=== Page text ===

Relatives of mesothelioma victim awarded £340,000 damages from deceased’s former employers

The family of a former shipyard worker who died from an asbestos-related condition have been awarded damages of more than £340,000 after the deceased’s former employers admitted liability.

A judge in the Court of Session made an award of £90,000 to the widow of George Manson for “loss of financial support” and £75,000 for “loss of society”, with £30,000 to be paid to each of his two sons and a further £90,000 payable to them as executors.

Lord Clark heard that the action was brought by the deceased’s 59 and 55-year-old sons (first and second pursuers) and his 79-year-old wife (third pursuer), who were seeking compensation under the Damages (Scotland) Act 2011 for his death, the cause of which was recorded as epithelioid mesothelioma of the pleura.

Mr Manson, who had worked full-time until the age of 72, had been for some years, in the past, employed by the defenders Henry Robb Ltd, who admitted liability for his death as arising from his exposure to asbestos dust and particles.

===

• [Directions]
Pick up the article on the mesothelioma damages award after its last sentence and keep writing. The entries have no connection to the article on the mesothelioma damages award.

=== Data for analysis ===

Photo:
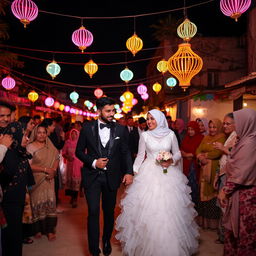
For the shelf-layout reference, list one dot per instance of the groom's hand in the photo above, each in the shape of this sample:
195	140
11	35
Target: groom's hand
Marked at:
128	179
101	163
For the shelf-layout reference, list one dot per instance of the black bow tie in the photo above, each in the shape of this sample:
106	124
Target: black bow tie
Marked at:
108	125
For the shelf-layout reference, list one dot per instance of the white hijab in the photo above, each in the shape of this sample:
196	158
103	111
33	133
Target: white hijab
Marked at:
162	126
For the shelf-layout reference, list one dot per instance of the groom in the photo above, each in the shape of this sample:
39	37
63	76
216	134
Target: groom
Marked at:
103	148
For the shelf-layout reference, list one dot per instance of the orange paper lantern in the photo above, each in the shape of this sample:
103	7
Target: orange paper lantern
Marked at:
185	64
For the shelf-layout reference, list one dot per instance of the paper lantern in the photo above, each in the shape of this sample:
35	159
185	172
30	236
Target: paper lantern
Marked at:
122	99
186	30
157	87
8	83
49	101
74	96
56	105
128	96
234	8
162	66
145	96
90	68
141	89
134	44
126	75
98	93
33	96
184	65
67	108
24	10
53	69
171	82
61	107
134	101
82	38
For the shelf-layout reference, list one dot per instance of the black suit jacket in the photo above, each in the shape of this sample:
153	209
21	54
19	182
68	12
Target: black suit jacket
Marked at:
88	149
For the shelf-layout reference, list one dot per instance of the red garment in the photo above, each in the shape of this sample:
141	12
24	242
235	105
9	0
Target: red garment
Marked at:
3	222
189	145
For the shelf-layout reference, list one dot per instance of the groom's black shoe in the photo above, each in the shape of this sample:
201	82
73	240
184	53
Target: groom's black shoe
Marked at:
107	249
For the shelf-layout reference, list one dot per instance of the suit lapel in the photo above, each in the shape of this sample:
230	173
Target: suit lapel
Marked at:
111	138
95	133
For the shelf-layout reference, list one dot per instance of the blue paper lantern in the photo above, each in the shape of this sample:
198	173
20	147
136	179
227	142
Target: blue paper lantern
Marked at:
126	75
53	69
171	82
74	96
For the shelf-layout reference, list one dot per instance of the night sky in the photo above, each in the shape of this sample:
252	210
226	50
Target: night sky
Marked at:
53	33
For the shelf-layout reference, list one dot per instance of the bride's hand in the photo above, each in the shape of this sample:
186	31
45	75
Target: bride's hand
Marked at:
167	163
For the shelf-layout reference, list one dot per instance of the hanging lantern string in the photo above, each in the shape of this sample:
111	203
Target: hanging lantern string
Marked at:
185	10
82	64
134	24
152	78
127	16
63	52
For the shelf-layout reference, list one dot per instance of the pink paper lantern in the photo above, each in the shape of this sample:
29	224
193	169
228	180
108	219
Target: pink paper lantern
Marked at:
82	38
56	104
145	96
98	93
24	10
141	89
67	108
134	101
234	8
49	101
8	83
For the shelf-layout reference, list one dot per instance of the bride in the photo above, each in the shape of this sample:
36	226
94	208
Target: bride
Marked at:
157	217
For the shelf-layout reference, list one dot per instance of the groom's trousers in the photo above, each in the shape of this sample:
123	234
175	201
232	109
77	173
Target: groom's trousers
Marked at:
99	189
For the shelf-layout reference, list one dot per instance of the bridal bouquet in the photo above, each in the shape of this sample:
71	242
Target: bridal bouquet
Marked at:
163	156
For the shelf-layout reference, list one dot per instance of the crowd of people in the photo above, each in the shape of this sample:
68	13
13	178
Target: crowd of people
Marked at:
212	162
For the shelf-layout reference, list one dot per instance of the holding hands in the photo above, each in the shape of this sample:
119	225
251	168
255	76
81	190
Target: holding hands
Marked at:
6	140
50	173
101	163
223	198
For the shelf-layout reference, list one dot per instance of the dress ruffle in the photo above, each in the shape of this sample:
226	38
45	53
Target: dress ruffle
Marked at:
157	217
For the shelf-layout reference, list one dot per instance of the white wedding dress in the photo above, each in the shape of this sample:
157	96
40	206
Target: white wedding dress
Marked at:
157	217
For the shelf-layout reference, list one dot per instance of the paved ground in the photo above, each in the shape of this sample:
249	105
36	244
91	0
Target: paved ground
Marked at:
72	240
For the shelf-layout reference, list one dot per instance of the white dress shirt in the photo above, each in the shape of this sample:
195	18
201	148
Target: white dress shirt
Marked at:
104	135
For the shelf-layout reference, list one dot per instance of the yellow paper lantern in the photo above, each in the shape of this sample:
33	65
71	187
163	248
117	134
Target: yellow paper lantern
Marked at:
185	64
61	107
186	30
157	87
90	68
33	96
134	44
162	66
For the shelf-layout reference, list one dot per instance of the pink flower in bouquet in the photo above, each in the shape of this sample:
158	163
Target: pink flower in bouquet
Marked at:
162	157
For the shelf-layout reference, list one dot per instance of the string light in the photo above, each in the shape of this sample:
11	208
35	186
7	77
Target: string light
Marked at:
25	10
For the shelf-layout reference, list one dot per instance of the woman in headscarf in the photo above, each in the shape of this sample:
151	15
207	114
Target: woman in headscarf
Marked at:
73	167
220	178
203	125
208	157
16	175
27	124
188	149
157	212
179	127
44	163
239	193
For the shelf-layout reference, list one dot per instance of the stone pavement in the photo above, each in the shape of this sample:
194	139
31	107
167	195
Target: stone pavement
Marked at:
72	236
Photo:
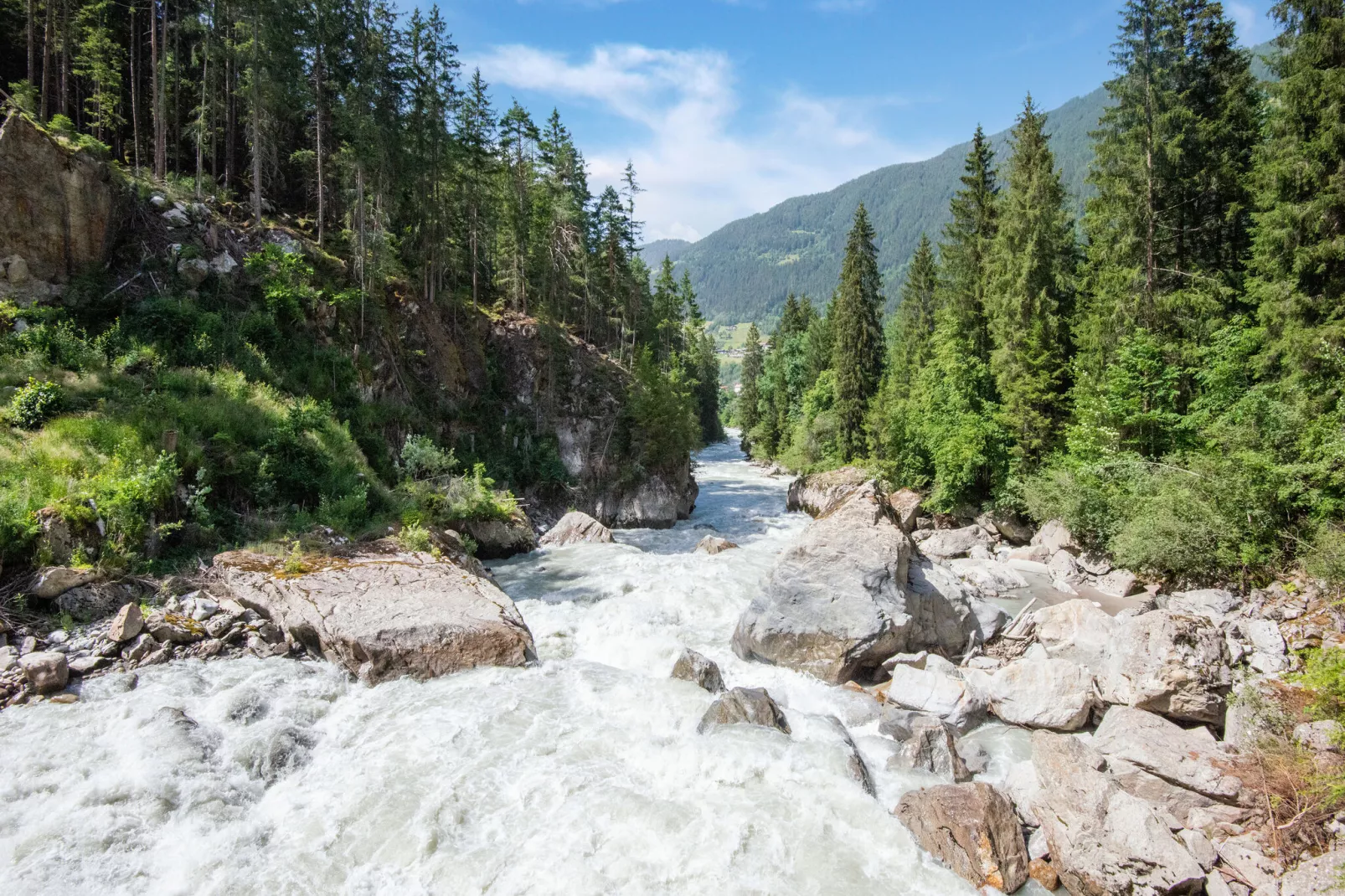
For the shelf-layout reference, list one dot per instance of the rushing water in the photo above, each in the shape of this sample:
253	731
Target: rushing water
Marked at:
581	774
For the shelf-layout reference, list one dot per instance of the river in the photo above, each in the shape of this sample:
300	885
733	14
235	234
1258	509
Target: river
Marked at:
583	774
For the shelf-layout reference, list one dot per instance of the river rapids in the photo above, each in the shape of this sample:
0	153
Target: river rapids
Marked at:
583	774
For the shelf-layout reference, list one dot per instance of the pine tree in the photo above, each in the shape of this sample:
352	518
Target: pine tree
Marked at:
1296	261
748	399
1030	292
857	354
965	250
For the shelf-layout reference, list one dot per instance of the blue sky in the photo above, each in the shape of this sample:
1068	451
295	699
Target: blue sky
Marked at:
729	106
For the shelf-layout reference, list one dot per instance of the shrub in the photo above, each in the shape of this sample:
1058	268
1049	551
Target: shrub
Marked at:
35	404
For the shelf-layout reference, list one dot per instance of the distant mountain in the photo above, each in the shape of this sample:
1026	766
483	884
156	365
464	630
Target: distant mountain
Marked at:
744	270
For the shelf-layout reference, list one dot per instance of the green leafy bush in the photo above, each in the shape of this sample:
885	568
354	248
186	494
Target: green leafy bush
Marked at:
35	404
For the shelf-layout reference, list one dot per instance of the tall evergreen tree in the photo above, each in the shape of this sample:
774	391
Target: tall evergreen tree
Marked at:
857	353
1030	292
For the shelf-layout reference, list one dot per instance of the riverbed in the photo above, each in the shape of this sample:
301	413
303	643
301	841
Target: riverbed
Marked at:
581	774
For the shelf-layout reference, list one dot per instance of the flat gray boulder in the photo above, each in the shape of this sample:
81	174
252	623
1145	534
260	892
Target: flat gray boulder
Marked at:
384	615
1043	693
576	528
744	707
1102	838
971	829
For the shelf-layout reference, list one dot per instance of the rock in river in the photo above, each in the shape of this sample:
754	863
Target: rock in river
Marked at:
385	615
970	827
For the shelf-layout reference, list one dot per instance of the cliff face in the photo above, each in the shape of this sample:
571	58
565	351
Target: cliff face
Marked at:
57	209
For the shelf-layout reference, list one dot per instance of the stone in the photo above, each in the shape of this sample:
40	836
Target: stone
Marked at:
1054	537
1118	583
384	615
194	270
971	829
224	264
713	545
1043	872
1102	838
58	206
1245	856
85	665
1043	693
905	506
1320	876
128	623
499	538
1320	736
698	670
744	707
932	747
576	528
1198	847
817	494
48	672
945	543
1189	759
54	581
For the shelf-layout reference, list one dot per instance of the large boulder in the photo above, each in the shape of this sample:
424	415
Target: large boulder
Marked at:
816	494
576	528
1189	759
971	829
1102	838
1162	661
499	538
384	615
1043	693
744	707
57	206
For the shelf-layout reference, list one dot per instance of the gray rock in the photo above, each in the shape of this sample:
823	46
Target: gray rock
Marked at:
576	528
1320	736
128	623
1318	876
385	615
1102	838
945	543
1189	759
713	545
971	829
48	672
744	707
932	749
1054	537
54	581
698	670
1043	693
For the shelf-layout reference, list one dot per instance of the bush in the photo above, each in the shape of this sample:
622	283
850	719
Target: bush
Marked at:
35	404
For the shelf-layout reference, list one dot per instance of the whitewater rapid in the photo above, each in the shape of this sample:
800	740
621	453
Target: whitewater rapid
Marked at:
581	774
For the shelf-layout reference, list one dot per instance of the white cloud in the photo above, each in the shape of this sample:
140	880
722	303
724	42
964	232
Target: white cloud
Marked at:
698	170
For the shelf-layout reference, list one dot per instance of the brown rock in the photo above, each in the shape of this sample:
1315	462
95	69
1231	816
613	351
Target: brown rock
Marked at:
385	615
1040	871
55	205
126	623
970	827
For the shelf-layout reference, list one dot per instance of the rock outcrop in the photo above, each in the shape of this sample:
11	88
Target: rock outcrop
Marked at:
971	829
838	603
575	528
384	615
57	208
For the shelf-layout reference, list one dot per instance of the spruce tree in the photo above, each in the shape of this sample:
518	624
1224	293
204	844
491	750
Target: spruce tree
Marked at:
748	399
857	353
1030	291
1296	259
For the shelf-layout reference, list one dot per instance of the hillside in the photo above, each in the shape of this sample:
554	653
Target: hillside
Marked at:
744	270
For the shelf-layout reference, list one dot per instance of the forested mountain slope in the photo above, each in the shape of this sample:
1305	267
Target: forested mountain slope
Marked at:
744	270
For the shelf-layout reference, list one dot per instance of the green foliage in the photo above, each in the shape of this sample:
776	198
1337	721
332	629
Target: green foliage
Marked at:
35	403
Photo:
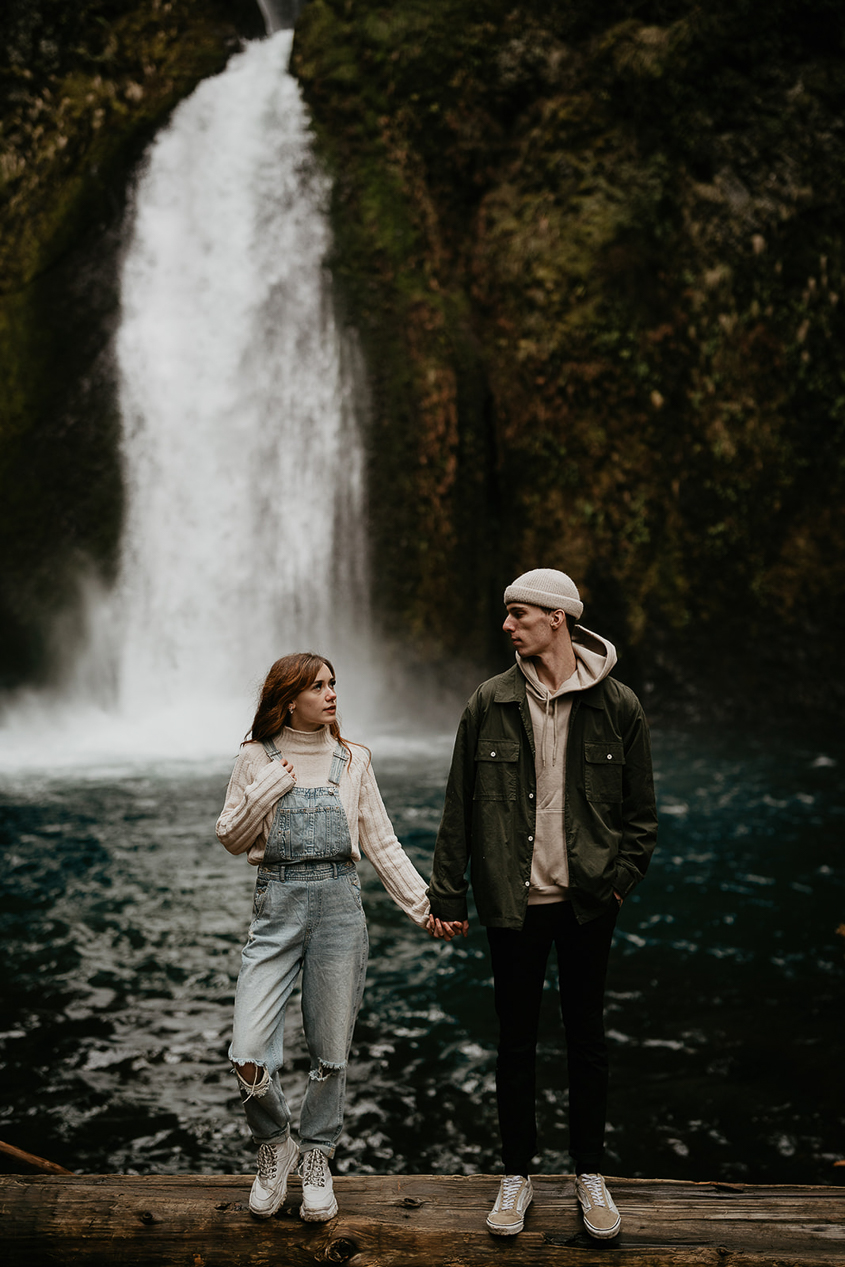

===

• [Answer]
The case came before the court for a proof on quantum and the main areas of dispute between the parties related to the amount of compensation which fell to be paid by the defenders to the pursuers in terms of section 4(3)(b) of the 2011 Act, in circumstances where the deceased was at an advanced age at the date of his death, but where the relatives in question had lived with him en famille until the date of his death and had formed with him a particularly close relationship, and what sum fell to be payable in compensating for the loss of services provided by the deceased under section 9 of the 2011 Act.

Senior counsel for the pursuers relied particularly upon the fact that all of the pursuers, living as they did with the deceased, witnessed, on a continuing basis, the suffering the deceased endured during his fatal illness and that his death clearly had a “devastating effect” on all of them.

It was also submitted that the decision in the case of Hamilton v Ferguson Transport (Spean Bridge) Ltd 2012 SC 486 had made clear that the court required to seek to achieve “consistency” as between jury awards and awards made judicially in death cases like the present.

However, senior counsel for the defenders argued that against these factors had to be placed the age of the deceased at the date of his death and his life expectancy at that date, particularly having regard to other illnesses he had been suffering from.

The judge made the awards having heard evidence that but for his fatal condition Mr Manson deceased would have lived for a further 5.8 years, and that the family had “lost the continuing loving and supportive relationship” of a husband and father who was described as their “solid rock”.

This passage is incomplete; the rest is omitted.